### DATA LINES
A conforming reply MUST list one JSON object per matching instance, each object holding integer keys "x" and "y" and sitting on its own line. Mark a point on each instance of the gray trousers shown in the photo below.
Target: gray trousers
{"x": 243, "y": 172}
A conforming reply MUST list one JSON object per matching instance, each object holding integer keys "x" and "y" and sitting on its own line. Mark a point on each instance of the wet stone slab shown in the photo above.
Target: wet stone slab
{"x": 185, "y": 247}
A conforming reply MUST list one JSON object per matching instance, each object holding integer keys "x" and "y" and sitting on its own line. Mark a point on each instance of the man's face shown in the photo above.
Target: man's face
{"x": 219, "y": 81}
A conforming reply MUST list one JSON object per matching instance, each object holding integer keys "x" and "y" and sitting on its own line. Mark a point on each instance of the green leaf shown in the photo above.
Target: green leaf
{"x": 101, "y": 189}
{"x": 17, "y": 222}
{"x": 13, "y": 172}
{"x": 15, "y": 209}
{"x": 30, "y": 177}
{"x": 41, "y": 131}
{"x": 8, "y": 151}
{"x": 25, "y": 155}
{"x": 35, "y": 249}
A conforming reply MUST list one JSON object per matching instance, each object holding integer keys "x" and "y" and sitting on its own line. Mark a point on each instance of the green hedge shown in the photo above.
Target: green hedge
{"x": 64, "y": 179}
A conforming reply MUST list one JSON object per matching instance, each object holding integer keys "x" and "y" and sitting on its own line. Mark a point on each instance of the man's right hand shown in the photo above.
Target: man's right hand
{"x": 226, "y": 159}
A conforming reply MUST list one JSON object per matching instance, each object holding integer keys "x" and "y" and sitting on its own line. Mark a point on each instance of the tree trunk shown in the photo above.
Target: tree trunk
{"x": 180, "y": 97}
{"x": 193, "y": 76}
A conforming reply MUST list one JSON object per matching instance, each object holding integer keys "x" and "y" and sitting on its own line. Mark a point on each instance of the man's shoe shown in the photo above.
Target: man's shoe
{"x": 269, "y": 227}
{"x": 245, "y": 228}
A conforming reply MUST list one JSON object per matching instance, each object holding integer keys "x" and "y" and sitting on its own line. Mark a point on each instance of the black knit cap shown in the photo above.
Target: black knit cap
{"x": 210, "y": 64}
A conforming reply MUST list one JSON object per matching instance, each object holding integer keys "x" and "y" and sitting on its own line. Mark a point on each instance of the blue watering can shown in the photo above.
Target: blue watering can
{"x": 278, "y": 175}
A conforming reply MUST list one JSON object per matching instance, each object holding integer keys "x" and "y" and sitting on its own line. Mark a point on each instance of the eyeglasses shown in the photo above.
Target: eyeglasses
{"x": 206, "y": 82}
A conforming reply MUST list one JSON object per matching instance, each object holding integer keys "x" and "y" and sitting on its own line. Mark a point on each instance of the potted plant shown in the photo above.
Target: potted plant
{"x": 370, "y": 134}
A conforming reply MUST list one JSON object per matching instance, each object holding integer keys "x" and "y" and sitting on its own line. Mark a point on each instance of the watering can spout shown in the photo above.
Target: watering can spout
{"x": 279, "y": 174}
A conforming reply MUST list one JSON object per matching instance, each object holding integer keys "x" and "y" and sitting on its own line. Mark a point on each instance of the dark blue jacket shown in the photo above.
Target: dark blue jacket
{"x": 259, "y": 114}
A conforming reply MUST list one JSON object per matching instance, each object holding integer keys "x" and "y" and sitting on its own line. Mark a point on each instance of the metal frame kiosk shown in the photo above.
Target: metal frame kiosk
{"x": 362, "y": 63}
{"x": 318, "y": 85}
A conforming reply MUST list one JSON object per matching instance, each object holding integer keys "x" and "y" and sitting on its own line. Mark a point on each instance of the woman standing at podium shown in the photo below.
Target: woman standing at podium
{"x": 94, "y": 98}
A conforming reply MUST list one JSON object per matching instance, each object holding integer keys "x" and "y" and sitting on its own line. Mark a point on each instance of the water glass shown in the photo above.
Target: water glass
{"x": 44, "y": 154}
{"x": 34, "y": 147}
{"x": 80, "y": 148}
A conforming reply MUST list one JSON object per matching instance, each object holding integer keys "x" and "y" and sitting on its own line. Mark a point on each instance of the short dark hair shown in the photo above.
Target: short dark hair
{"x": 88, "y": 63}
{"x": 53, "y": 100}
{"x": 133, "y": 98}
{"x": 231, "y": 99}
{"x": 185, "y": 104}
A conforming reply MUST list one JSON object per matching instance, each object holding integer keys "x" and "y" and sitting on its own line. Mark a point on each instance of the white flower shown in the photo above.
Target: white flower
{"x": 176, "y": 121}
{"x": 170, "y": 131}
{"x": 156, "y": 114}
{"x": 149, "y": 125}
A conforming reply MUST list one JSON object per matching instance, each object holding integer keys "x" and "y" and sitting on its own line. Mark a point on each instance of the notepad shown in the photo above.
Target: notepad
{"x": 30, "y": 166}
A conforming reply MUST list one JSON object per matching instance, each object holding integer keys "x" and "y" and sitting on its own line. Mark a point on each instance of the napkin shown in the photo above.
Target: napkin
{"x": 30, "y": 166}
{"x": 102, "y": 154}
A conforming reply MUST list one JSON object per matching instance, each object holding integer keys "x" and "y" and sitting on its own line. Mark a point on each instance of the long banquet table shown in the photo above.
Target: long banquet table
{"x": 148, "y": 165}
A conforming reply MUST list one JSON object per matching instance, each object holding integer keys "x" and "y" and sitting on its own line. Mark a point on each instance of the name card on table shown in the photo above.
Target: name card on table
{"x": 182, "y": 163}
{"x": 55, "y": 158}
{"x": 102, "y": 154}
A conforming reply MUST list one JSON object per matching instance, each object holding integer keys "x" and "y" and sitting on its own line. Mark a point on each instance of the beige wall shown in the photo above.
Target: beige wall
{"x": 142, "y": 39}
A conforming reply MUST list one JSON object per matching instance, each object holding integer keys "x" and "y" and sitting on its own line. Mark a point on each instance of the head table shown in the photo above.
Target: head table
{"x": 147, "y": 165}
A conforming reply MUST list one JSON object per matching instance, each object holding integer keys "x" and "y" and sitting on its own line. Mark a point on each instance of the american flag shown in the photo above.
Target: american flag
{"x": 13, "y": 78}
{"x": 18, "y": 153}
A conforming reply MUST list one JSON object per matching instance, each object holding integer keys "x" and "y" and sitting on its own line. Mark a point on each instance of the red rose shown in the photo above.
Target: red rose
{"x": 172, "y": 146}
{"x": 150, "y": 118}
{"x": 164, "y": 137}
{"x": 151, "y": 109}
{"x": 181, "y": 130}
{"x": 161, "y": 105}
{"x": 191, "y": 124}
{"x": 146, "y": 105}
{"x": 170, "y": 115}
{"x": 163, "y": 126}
---
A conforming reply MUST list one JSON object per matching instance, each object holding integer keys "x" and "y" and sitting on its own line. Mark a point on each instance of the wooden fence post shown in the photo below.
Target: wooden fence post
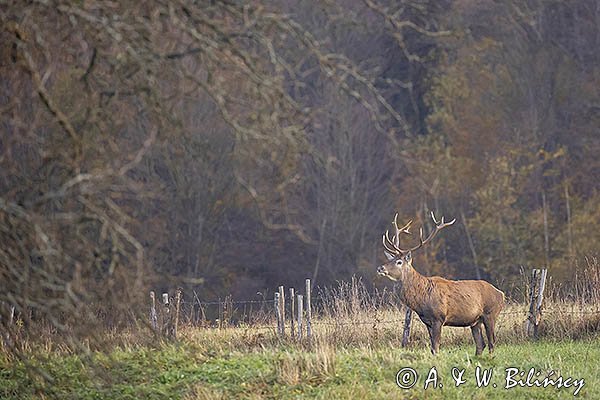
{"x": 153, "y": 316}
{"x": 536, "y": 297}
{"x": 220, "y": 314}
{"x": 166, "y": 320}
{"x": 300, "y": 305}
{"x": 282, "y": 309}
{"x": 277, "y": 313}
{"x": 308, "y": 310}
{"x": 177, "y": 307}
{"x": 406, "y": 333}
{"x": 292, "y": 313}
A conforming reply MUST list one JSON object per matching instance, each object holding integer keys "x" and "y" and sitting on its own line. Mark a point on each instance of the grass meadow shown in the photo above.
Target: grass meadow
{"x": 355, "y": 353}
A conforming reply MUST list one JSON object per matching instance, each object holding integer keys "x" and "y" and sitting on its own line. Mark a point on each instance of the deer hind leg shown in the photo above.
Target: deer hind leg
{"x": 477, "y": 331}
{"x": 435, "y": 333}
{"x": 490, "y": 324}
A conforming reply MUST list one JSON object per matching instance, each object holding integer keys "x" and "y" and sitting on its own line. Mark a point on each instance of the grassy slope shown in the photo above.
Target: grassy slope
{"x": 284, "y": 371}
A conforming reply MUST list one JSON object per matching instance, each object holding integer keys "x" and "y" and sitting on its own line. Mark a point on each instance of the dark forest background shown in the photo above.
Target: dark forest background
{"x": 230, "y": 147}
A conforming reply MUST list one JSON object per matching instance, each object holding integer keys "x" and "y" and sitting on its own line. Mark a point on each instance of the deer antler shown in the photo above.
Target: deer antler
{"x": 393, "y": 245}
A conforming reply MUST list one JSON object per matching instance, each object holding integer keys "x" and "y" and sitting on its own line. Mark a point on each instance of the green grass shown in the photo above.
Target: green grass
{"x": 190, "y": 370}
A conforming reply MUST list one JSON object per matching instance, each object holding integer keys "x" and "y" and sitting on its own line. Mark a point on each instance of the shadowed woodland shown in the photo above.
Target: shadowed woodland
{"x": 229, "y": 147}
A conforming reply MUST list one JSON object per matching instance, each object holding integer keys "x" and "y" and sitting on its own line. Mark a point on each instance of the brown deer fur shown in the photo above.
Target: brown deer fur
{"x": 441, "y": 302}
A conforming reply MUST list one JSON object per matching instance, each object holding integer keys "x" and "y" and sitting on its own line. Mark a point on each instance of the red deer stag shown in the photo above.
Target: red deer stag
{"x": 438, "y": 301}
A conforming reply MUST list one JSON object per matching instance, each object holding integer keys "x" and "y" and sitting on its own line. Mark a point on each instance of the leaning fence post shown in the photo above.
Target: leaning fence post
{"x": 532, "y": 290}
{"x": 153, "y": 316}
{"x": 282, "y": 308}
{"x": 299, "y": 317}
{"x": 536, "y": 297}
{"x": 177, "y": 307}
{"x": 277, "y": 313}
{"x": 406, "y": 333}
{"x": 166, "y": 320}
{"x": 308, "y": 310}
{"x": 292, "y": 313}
---
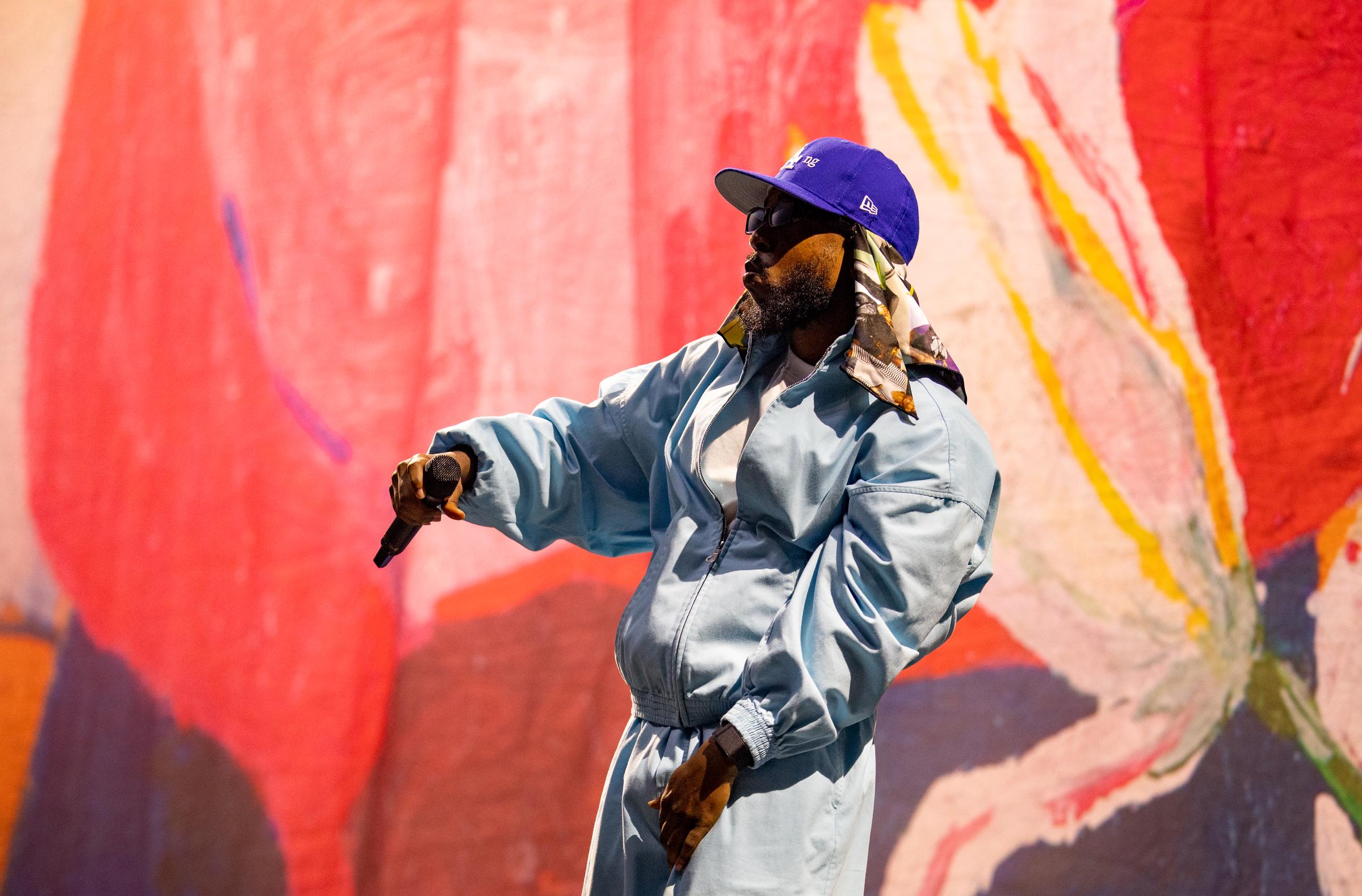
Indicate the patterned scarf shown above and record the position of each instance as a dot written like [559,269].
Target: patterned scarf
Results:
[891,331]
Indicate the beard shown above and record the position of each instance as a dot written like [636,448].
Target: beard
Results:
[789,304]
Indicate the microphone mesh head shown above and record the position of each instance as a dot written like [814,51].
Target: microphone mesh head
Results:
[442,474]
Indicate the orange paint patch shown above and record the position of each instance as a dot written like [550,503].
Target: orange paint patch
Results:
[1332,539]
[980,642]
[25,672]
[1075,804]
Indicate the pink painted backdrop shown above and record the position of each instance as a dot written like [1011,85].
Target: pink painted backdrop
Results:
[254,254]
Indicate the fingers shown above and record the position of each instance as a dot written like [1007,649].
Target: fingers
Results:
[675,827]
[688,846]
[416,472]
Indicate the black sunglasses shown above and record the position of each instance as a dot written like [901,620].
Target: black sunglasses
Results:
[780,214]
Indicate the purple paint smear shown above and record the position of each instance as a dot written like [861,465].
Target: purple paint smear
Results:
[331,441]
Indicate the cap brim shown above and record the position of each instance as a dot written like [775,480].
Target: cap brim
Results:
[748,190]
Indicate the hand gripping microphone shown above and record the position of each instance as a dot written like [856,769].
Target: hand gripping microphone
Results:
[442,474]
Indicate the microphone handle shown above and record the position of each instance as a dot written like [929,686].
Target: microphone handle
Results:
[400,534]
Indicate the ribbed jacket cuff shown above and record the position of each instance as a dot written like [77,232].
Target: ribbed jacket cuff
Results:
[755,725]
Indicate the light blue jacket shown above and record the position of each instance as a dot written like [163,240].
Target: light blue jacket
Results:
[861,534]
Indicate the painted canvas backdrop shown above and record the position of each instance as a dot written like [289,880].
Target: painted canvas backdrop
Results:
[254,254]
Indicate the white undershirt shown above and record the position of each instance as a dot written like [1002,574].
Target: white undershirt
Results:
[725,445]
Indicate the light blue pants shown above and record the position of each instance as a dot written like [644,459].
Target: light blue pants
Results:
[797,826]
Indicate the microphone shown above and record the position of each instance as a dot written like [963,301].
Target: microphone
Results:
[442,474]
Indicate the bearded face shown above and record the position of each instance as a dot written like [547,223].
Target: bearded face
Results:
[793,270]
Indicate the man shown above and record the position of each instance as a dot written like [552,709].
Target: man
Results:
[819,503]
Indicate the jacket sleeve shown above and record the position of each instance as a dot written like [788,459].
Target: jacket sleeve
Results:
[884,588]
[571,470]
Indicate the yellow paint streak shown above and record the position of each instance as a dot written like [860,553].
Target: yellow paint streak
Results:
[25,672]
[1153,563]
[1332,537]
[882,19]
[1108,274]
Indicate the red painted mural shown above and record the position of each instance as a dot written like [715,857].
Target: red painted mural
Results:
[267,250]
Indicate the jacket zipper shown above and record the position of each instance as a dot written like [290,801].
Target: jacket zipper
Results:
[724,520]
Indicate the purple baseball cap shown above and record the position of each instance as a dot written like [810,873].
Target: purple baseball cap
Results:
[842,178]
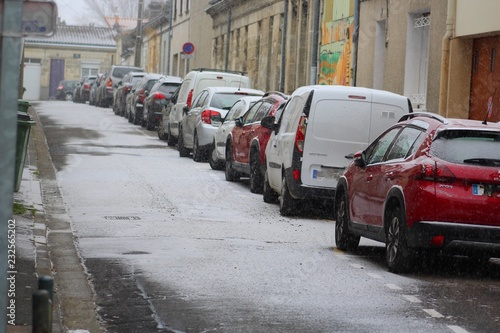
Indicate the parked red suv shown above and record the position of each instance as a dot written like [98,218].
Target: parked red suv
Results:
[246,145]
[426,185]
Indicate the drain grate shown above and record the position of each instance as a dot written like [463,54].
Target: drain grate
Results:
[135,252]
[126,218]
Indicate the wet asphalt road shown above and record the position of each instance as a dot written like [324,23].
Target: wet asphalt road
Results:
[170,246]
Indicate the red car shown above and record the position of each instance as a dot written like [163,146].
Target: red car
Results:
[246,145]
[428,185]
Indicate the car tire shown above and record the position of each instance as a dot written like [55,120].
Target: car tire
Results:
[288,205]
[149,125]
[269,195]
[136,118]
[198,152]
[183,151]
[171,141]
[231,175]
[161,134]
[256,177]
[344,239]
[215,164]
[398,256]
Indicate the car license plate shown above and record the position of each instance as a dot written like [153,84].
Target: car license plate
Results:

### EXERCISE TASK
Gather every line above that contains the string "purple" and copy each one in full.

### RESULT OF THE TASK
Indicate the purple paint smear shown above and record the position of each instance as a dot written like [861,465].
Target: purple paint smear
Indicate the purple baseball cap shown above and record the position of each instance as a dot written like [810,873].
Target: purple baseball cap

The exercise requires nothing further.